* **Set problem**
Every entry needs to be reproduced exactly.

* **Data for this task**

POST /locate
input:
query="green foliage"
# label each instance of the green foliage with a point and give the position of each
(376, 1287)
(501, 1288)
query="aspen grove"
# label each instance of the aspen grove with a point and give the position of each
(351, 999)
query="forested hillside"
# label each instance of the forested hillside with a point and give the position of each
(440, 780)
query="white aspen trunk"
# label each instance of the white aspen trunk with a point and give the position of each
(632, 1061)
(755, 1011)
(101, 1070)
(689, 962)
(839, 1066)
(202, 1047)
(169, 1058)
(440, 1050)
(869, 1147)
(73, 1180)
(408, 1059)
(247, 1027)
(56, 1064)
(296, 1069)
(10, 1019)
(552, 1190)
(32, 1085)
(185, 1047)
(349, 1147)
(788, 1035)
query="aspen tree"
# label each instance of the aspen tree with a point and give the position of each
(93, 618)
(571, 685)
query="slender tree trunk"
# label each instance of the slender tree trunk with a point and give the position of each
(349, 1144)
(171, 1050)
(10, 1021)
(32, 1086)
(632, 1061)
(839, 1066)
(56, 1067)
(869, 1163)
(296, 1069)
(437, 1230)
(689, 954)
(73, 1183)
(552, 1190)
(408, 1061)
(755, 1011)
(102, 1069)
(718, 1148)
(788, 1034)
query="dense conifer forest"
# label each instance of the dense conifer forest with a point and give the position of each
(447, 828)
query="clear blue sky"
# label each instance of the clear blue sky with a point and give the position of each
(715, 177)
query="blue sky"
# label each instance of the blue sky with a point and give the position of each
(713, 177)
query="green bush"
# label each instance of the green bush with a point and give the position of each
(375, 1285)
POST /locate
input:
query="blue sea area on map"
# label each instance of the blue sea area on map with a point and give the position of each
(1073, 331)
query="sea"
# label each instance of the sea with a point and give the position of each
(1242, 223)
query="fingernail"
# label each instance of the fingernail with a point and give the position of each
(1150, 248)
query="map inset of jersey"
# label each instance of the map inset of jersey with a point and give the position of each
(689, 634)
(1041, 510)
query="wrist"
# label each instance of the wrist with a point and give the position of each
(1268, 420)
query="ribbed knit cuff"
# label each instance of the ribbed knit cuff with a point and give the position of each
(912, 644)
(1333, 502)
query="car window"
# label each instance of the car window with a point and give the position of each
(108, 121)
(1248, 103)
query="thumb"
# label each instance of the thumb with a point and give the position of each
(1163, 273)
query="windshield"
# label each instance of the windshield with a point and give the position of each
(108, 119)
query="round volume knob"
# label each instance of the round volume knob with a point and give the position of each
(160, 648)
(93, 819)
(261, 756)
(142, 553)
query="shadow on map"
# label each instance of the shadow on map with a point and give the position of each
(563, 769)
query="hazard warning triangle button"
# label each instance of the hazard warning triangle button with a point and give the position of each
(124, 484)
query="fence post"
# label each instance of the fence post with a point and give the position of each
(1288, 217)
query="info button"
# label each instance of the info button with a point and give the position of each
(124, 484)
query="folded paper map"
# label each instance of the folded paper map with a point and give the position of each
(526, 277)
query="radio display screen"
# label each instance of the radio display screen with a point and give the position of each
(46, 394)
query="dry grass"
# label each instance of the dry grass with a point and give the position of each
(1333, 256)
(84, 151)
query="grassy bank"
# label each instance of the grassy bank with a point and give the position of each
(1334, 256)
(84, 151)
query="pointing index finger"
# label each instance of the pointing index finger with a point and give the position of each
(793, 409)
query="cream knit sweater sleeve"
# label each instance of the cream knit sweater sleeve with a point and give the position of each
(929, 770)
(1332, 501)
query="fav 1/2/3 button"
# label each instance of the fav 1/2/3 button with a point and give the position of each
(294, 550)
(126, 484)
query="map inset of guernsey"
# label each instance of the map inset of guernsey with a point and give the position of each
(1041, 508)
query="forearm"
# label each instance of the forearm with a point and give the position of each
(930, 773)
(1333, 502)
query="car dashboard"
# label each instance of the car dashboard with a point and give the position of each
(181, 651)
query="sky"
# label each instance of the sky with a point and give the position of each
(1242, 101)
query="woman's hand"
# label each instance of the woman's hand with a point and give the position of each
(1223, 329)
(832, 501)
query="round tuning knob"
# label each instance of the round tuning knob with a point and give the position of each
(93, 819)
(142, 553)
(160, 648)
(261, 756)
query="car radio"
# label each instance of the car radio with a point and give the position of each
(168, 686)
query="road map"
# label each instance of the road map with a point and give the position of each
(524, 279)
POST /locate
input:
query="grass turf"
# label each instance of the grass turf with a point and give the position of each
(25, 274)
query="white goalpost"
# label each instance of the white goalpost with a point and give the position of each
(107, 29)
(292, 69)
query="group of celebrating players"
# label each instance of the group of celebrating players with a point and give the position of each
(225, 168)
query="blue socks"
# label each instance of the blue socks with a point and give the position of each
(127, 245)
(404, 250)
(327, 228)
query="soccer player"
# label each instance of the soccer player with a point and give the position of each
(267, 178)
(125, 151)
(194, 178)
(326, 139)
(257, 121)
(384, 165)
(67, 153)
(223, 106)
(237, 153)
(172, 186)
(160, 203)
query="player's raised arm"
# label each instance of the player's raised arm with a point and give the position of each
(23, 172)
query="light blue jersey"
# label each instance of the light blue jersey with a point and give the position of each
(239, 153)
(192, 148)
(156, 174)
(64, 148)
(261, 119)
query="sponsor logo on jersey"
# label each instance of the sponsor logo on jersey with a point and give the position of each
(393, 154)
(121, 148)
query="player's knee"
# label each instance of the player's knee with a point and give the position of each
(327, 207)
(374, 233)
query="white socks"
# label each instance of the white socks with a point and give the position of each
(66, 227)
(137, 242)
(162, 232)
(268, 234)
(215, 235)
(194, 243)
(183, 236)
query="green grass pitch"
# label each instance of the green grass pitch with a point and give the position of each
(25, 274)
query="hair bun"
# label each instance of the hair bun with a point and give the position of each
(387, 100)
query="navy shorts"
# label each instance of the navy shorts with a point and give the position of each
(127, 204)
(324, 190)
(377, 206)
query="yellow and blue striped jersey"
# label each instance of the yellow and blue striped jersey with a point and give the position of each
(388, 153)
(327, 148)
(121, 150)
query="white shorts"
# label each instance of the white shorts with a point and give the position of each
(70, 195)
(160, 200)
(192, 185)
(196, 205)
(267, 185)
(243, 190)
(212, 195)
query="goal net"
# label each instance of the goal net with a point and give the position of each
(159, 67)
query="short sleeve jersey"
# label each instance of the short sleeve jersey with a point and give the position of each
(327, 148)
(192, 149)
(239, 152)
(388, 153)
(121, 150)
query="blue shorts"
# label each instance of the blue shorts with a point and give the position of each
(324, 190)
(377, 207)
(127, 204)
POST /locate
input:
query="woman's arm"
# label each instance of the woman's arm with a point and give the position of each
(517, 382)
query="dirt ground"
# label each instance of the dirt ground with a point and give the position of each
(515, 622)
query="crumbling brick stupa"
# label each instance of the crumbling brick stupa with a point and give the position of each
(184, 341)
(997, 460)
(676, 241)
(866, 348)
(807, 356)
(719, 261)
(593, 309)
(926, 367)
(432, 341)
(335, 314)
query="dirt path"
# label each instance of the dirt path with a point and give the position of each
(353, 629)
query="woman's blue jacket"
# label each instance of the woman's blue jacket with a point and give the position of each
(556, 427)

* **Response**
POST /locate
input:
query="green foliage"
# label each instance of the green foliage with a point and give the position of each
(376, 1287)
(501, 1288)
query="aspen grove"
# label each instance of the aspen grove with a point and give the position of each
(351, 999)
query="forested hillside"
# label each instance of the forested hillside with a point and give the position of each
(440, 780)
query="white aspen trunk"
# label each instance of the white aspen trunk with a point and give the position of each
(632, 1061)
(755, 1011)
(101, 1070)
(689, 962)
(839, 1066)
(202, 1047)
(169, 1058)
(440, 1050)
(869, 1147)
(73, 1180)
(408, 1059)
(247, 1027)
(56, 1064)
(296, 1069)
(10, 1019)
(552, 1190)
(32, 1085)
(185, 1047)
(349, 1147)
(788, 1035)
query="aspen tree"
# label each instance of the aspen tree with a point and give the position of each
(93, 618)
(571, 685)
query="slender tree trunk"
# label each instance of the slender tree trunk with a point and give the position of each
(349, 1144)
(171, 1050)
(10, 1021)
(32, 1086)
(632, 1061)
(839, 1066)
(56, 1067)
(869, 1163)
(296, 1069)
(437, 1230)
(689, 954)
(73, 1183)
(552, 1190)
(408, 1061)
(755, 1011)
(102, 1069)
(718, 1148)
(788, 1034)
query="dense conifer forest"
# label each instance of the dense conifer forest with a point and give the position of each
(447, 828)
query="clear blue sky"
# label each instance of the clear blue sky with a point and give the position of each
(715, 177)
query="blue sky"
# label each instance of the blue sky with a point and give the position of each
(713, 177)
query="green bush"
# label each instance of the green bush with a point and give the position of each
(375, 1285)
POST /locate
input:
query="blue sea area on map"
# label each instance of the blue sea area on map with a point and give the position of each
(1073, 331)
query="sea"
# label each instance of the sea with a point and give the position of each
(1242, 223)
query="fingernail"
# label each instance of the fingernail with a point and give the position of each
(1150, 248)
query="map inset of jersey"
# label each instance of the map inset of jersey with a point and give the position of each
(689, 634)
(1041, 510)
query="wrist"
# label each instance of the wrist with a point and give the position of each
(1268, 420)
query="ribbed knit cuff"
# label each instance of the ribbed knit cuff with a point and give the position of each
(912, 644)
(1333, 502)
query="car window"
# label each instance of the car window with a point and give the position of each
(108, 121)
(1248, 103)
query="thumb"
# label each instance of the thumb with a point and give the position of each
(1163, 273)
query="windshield"
# label each instance of the windshield with a point and give the position of each
(108, 119)
query="round volume knob"
# label each instance of the round volume knob with a point and give the position of each
(160, 648)
(93, 819)
(261, 756)
(142, 553)
query="shadow on map"
# label each instance of the shadow on map with a point and give the position of each
(563, 769)
query="hazard warning triangle button"
# label each instance of the hazard warning triangle button with a point and give the position of each
(124, 484)
query="fence post"
# label each instance of the fence post with a point and give the position of each
(1288, 217)
query="info button"
# label each instance of the info button with a point and give the position of each
(124, 484)
query="folded paper map"
# label each instance of the folded paper map with a point and give the position of each
(526, 277)
query="radio display screen"
# label each instance of the radio display screen with a point and give the position of each
(46, 394)
query="dry grass"
# label each instance of the dry grass with a point and give the position of each
(1333, 256)
(84, 151)
query="grassy bank"
# label each instance of the grassy bank with a point and give the position of each
(1334, 256)
(84, 151)
query="pointing index finger"
# label each instance of the pointing index finger with a point and give the position of each
(793, 409)
query="cream knit sweater sleeve"
# label each instance of the cream knit sweater sleeve with a point and give the position of each
(929, 770)
(1332, 501)
query="fav 1/2/3 button"
# label each instance of the fav 1/2/3 button with a point and give the position of each
(294, 550)
(126, 484)
query="map inset of guernsey"
# label each instance of the map inset of guernsey with a point and give the position of each
(1041, 508)
query="forearm"
# label each instance of the forearm with a point and give the position of each
(930, 773)
(1333, 502)
query="car dashboard"
# label each instance of the car dashboard with a point and give the position of each
(181, 651)
query="sky"
# label each instance of the sky with a point and give the position of each
(1242, 101)
query="woman's hand"
# label each instance of the woman's hand with a point and give the position of each
(1223, 329)
(832, 501)
query="round tuning knob"
# label each instance of the round tuning knob with a point and give the position of each
(93, 819)
(142, 553)
(160, 648)
(261, 756)
query="car radio"
# label each instance of the car radio with a point and give the position of each
(168, 686)
query="road map"
# label each instance of the road map with a point and give the position of each
(524, 279)
POST /locate
input:
query="grass turf"
# label each instance of the grass turf with a point and give the position of each
(25, 274)
query="white goalpost"
# label each instance of the white goalpost with a point and give the position of each
(107, 29)
(292, 69)
query="group of celebrating players"
# label each instance of the group of celebrating players with a point and give the position of each
(225, 168)
query="blue socks"
# label each instance of the blue socks with a point and give the position of each
(127, 245)
(404, 250)
(327, 228)
query="soccer player"
# label each instance of the soccer player with a point and give the position of each
(267, 178)
(125, 151)
(194, 178)
(326, 139)
(257, 121)
(384, 165)
(67, 153)
(223, 106)
(237, 153)
(172, 186)
(160, 203)
query="player's raised arm"
# label each instance of the player's raised arm with a point and give the position of each
(23, 172)
query="light blue jersey"
# label each instance of the light blue jersey with a point and give the position of each
(239, 153)
(192, 148)
(156, 174)
(64, 148)
(261, 119)
query="sponsor logo on jersey"
# label each instance of the sponsor logo on jersey with a point and give the position of each
(393, 154)
(121, 148)
query="player's knee"
# label each instance of the player's knee with a point and give the position of each
(327, 207)
(374, 233)
query="white socks"
# label each instance of the white socks with a point and give the position of each
(66, 227)
(137, 242)
(162, 232)
(268, 234)
(215, 235)
(194, 243)
(183, 236)
query="green grass pitch"
# label each instance of the green grass pitch with a point and give the position of each
(25, 274)
query="hair bun"
# label each instance of the hair bun with a point and give the position of each
(387, 100)
query="navy shorts"
# label each instance of the navy shorts with a point and give the position of each
(127, 204)
(324, 190)
(377, 206)
query="yellow and blue striped jersey"
# label each instance of the yellow and blue striped jersey with a point and give the position of each
(388, 153)
(327, 148)
(121, 150)
query="white shorts"
# label each instance of the white shorts with a point and give the position of each
(70, 195)
(160, 200)
(192, 185)
(196, 205)
(267, 185)
(243, 190)
(212, 195)
query="goal net"
# label each instance of the goal net with a point and give the position of each
(159, 67)
query="short sleeve jersey"
# label each instance of the short sleeve jersey with a point and give the position of each
(327, 148)
(192, 149)
(239, 152)
(388, 153)
(121, 150)
query="blue shorts"
# label each instance of the blue shorts with a point and give the position of each
(324, 190)
(377, 207)
(127, 204)
POST /locate
input:
query="woman's arm"
# label each instance of the woman's arm with a point and give the position of each
(517, 382)
query="dirt ground"
# label each instance of the dirt ground with a point and give the position of each
(515, 622)
query="crumbling brick stupa"
# label each instance of the crumbling brick stupa with a point and give the position of each
(184, 341)
(997, 460)
(676, 241)
(866, 348)
(807, 356)
(719, 261)
(593, 309)
(926, 367)
(432, 341)
(335, 314)
query="dirt path"
# label each instance of the dirt path with a point and give the position of each
(353, 629)
query="woman's blue jacket"
# label each instance of the woman's blue jacket with a point and give the position of each
(556, 427)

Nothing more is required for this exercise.